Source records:
· · · · ·

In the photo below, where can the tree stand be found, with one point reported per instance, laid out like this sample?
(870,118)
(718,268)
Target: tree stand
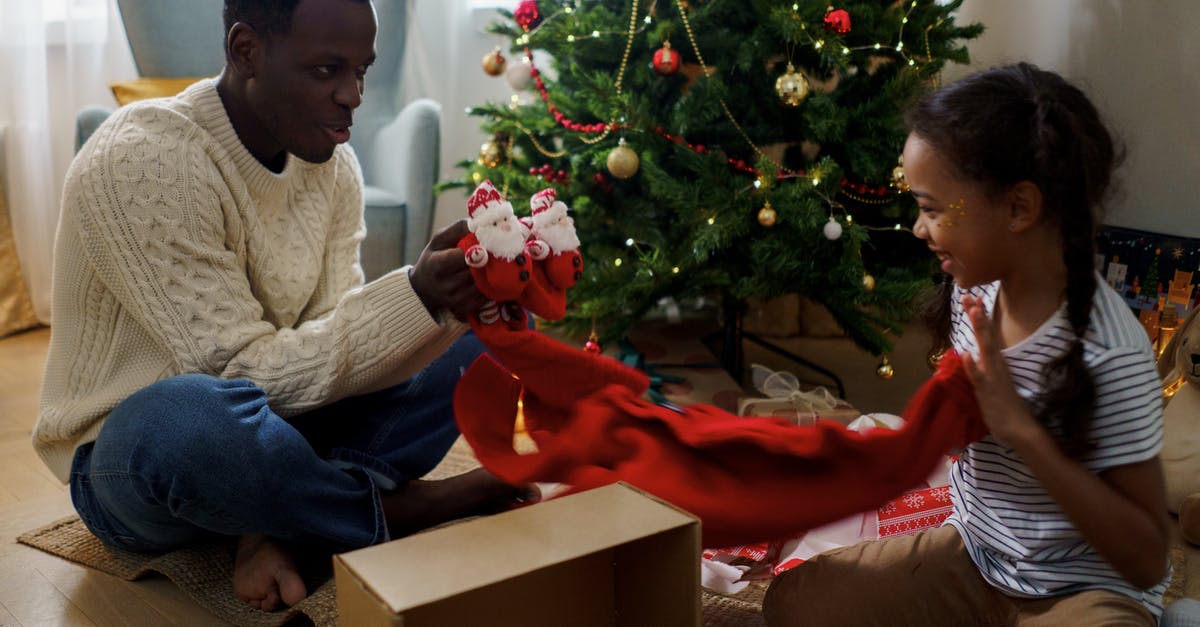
(732,352)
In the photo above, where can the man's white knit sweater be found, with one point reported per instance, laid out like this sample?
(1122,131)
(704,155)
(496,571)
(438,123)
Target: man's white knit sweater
(179,252)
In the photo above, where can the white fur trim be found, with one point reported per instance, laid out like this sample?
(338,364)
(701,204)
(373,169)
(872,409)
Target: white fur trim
(489,214)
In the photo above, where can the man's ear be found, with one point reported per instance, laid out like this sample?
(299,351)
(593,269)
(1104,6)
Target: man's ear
(1025,205)
(243,47)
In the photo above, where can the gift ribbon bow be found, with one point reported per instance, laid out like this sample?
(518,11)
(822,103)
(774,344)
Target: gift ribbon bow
(784,386)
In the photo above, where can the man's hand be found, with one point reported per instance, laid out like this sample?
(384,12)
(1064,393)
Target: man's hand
(442,279)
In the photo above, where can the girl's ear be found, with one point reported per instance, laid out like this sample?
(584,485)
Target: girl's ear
(1025,205)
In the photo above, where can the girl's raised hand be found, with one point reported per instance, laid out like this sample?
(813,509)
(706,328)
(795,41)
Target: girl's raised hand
(1006,413)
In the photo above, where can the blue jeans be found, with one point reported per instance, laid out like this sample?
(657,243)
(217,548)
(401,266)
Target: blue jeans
(193,457)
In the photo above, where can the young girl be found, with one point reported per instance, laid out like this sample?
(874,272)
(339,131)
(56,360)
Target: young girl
(1060,513)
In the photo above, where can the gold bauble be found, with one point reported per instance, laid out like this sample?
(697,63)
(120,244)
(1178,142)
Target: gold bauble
(792,87)
(885,369)
(495,63)
(623,161)
(491,154)
(767,215)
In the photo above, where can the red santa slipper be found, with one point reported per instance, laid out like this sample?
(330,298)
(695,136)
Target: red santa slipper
(555,249)
(495,248)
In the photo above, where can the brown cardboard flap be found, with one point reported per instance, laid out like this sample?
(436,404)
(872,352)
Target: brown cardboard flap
(599,556)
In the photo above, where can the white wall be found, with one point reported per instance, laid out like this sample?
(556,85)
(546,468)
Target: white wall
(1139,59)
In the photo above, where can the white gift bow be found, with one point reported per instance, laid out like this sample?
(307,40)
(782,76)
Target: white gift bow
(783,384)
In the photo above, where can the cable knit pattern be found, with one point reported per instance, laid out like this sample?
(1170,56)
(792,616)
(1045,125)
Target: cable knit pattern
(179,252)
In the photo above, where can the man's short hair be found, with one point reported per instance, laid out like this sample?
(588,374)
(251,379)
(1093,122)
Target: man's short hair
(268,17)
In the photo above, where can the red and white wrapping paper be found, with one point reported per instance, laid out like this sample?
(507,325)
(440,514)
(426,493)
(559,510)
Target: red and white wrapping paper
(730,569)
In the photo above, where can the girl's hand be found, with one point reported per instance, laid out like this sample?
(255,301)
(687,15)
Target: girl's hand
(1006,413)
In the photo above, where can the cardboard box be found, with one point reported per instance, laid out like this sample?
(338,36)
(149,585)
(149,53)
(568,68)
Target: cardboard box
(611,556)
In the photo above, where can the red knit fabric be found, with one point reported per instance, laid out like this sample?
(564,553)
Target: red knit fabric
(748,479)
(501,279)
(543,296)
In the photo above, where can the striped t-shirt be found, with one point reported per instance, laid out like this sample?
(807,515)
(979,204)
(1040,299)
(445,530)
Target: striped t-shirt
(1018,536)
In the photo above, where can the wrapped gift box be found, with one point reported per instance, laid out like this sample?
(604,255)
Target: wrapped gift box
(841,412)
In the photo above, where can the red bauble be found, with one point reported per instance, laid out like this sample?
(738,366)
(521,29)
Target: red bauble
(666,61)
(838,21)
(527,15)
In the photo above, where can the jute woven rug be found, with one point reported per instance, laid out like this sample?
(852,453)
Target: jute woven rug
(205,572)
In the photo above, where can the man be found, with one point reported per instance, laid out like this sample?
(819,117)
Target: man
(217,365)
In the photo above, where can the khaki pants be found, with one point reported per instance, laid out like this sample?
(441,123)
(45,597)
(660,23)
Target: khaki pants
(925,580)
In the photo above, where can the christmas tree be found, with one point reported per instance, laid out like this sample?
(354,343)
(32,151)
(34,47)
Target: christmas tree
(714,149)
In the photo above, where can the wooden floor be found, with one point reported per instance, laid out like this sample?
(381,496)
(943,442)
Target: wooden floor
(40,589)
(37,589)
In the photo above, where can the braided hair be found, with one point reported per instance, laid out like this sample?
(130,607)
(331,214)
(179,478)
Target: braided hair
(1019,123)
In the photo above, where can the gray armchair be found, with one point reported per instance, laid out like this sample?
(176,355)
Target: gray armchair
(397,145)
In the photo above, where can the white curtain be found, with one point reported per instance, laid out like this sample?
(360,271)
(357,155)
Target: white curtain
(443,61)
(55,58)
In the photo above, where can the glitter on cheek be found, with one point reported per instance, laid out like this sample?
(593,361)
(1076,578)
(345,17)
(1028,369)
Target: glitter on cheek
(958,210)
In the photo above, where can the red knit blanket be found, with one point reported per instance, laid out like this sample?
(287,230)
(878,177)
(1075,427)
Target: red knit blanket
(748,479)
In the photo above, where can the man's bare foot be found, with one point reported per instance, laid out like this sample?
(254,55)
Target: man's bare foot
(264,574)
(421,503)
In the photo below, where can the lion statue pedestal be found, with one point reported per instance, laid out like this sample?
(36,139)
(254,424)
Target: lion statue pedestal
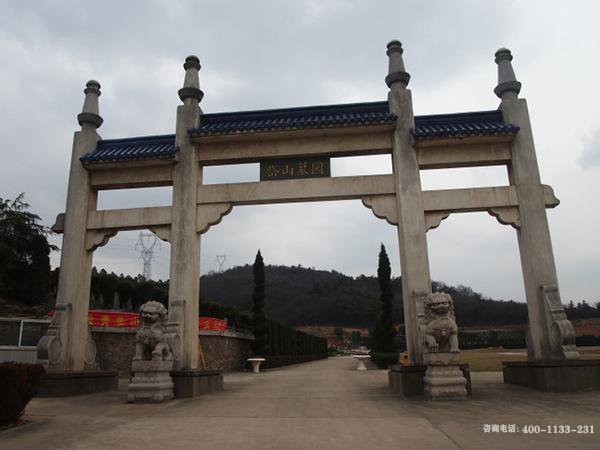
(153,360)
(443,379)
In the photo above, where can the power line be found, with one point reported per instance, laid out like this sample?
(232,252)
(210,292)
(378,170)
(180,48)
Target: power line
(146,243)
(221,261)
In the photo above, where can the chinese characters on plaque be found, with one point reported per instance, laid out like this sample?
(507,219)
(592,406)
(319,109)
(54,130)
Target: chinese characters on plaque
(285,169)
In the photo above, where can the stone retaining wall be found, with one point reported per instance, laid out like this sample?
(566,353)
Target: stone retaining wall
(223,351)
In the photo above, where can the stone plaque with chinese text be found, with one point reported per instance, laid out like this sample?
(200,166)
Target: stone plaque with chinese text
(285,169)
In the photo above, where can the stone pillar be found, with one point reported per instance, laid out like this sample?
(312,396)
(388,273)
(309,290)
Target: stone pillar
(551,335)
(68,345)
(184,285)
(414,260)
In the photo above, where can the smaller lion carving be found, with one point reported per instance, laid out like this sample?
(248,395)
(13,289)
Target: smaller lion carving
(441,331)
(150,339)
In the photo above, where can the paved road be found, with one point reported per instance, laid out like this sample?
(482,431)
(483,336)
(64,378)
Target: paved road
(319,405)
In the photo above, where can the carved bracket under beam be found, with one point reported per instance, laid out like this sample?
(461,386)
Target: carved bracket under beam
(163,232)
(507,215)
(433,219)
(211,214)
(383,206)
(98,238)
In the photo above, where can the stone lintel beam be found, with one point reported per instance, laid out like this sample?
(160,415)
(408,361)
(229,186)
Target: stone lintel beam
(501,202)
(129,219)
(300,190)
(132,177)
(252,147)
(462,155)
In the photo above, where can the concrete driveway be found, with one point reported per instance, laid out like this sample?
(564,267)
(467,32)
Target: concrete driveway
(318,405)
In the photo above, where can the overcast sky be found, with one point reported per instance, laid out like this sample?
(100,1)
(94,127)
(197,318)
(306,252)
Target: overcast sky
(269,54)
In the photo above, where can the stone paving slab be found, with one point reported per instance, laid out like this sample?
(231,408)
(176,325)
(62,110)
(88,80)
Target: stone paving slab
(318,405)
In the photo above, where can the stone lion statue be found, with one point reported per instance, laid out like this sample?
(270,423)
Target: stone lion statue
(150,339)
(441,331)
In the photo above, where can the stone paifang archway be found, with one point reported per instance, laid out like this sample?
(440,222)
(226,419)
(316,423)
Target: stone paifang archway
(290,141)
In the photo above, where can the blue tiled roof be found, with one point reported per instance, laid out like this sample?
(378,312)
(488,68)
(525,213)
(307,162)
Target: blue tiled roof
(426,127)
(295,118)
(128,149)
(462,124)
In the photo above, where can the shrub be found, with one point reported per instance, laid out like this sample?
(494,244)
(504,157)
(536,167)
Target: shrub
(18,385)
(384,360)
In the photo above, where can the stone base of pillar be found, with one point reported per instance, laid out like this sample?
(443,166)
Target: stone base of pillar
(65,384)
(554,376)
(151,382)
(191,383)
(443,379)
(407,381)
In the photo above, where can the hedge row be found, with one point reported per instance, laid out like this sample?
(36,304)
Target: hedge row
(18,385)
(290,346)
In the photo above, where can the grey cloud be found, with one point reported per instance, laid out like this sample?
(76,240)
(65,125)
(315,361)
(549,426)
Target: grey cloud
(264,54)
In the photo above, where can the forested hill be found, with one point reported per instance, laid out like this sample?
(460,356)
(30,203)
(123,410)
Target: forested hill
(303,296)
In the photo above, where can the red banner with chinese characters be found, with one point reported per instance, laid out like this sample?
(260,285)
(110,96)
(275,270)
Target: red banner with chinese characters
(101,318)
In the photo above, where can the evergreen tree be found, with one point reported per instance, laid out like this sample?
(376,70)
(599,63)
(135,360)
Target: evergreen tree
(260,344)
(24,253)
(385,331)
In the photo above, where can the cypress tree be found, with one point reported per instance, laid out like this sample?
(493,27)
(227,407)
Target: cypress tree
(260,343)
(385,328)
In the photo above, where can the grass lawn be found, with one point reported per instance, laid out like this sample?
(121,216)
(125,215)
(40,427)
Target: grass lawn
(490,359)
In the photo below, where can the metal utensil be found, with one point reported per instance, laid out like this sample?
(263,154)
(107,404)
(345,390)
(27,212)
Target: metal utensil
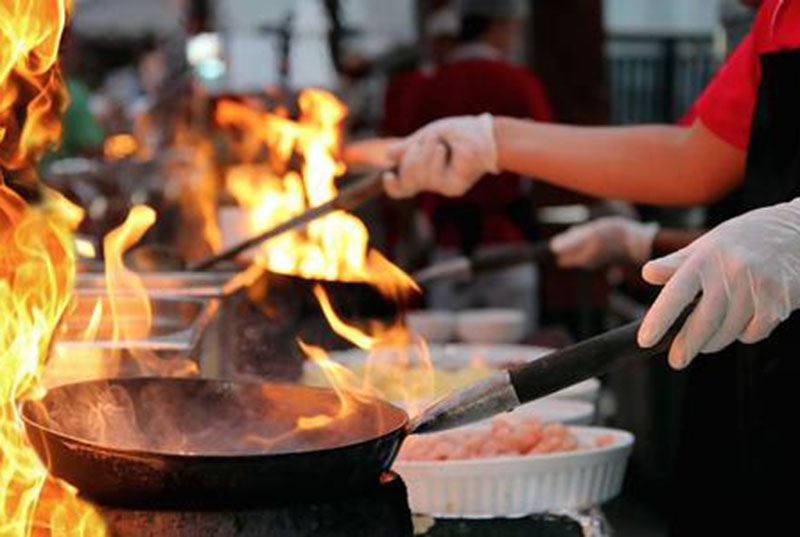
(506,390)
(348,199)
(465,267)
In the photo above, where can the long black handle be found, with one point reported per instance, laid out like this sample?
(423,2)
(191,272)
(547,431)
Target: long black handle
(587,359)
(348,199)
(538,252)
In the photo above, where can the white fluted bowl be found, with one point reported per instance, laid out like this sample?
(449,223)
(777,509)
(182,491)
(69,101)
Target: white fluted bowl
(519,486)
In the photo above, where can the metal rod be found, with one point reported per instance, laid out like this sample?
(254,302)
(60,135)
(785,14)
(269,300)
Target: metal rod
(348,199)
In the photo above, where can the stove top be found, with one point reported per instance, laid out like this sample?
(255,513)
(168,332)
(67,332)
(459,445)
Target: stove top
(380,512)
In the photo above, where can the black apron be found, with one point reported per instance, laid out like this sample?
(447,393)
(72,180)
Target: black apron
(739,462)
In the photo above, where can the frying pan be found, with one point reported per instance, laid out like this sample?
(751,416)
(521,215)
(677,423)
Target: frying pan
(165,443)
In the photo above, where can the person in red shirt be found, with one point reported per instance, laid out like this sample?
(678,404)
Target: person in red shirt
(737,465)
(476,78)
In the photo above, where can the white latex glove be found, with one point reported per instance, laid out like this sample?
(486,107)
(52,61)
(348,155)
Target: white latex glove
(748,270)
(423,157)
(603,241)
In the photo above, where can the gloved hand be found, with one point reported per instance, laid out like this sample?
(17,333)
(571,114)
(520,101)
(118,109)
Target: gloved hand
(748,271)
(446,157)
(603,241)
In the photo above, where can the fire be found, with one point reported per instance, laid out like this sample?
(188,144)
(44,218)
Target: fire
(120,146)
(37,267)
(397,358)
(335,247)
(125,288)
(32,95)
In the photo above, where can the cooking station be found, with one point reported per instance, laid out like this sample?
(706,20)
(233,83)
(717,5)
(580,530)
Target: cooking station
(207,329)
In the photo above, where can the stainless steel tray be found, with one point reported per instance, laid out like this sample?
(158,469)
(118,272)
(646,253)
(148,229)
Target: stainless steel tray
(168,285)
(177,324)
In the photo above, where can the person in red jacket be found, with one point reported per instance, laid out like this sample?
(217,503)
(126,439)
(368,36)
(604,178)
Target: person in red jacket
(477,77)
(737,464)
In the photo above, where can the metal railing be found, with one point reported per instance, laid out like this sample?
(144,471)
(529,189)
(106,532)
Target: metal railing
(656,79)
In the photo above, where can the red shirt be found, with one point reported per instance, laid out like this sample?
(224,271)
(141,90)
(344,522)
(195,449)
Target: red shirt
(728,104)
(471,86)
(404,92)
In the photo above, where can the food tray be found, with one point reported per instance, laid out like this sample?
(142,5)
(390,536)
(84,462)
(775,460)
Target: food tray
(514,487)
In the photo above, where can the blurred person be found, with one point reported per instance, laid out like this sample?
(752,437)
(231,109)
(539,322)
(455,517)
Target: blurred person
(477,77)
(736,461)
(81,133)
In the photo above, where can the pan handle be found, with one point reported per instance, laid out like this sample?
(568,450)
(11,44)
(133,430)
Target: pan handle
(590,358)
(538,252)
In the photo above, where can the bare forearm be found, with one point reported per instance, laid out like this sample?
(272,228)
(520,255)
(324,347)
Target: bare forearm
(662,165)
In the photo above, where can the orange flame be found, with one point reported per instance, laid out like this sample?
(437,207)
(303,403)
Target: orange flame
(37,267)
(120,146)
(131,308)
(398,365)
(32,95)
(335,247)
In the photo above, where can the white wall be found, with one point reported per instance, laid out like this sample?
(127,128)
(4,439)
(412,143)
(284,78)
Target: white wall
(661,16)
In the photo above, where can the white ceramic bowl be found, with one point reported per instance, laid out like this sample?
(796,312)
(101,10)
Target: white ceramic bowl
(520,486)
(435,326)
(491,326)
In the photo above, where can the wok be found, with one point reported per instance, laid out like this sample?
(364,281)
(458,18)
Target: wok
(195,443)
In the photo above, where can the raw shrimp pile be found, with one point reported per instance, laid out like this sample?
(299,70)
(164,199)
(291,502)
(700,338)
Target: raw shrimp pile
(504,438)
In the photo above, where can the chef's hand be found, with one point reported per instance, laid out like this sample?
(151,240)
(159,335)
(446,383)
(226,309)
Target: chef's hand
(748,271)
(604,241)
(446,157)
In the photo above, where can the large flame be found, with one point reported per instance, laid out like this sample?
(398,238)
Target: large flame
(335,247)
(37,267)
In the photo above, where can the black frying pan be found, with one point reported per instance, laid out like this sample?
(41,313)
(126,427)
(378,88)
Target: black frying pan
(187,447)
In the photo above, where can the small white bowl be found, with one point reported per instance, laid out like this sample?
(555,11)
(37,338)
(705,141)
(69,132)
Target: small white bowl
(435,326)
(491,326)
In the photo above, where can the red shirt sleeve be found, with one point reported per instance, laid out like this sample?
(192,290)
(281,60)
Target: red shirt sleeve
(727,105)
(539,104)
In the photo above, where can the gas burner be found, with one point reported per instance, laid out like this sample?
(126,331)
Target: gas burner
(382,511)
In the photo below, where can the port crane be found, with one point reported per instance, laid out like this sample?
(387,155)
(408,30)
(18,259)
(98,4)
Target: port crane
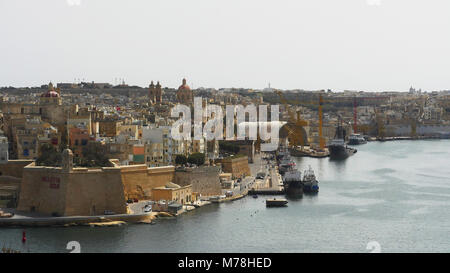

· · · · ·

DO THIS ->
Which lines in the data above contain the word "shirt"? Pull out each of them in full.

IN RESPONSE ->
In the photo above, where can the striped t-shirt be found, with one point reported per instance, laid out like this sample?
Target: striped t-shirt
In the photo above, where can the person in red shirt be found, with one point reported per instance, laid out like this sample?
Target: person in red shirt
In the photo above, where can the red shirt be found, with one point reported per instance, laid out like this sample?
Target: red shirt
In the photo above, where can the red shirt sleeve be found, with one point reported per instance, laid out like this sample?
Target: red shirt sleeve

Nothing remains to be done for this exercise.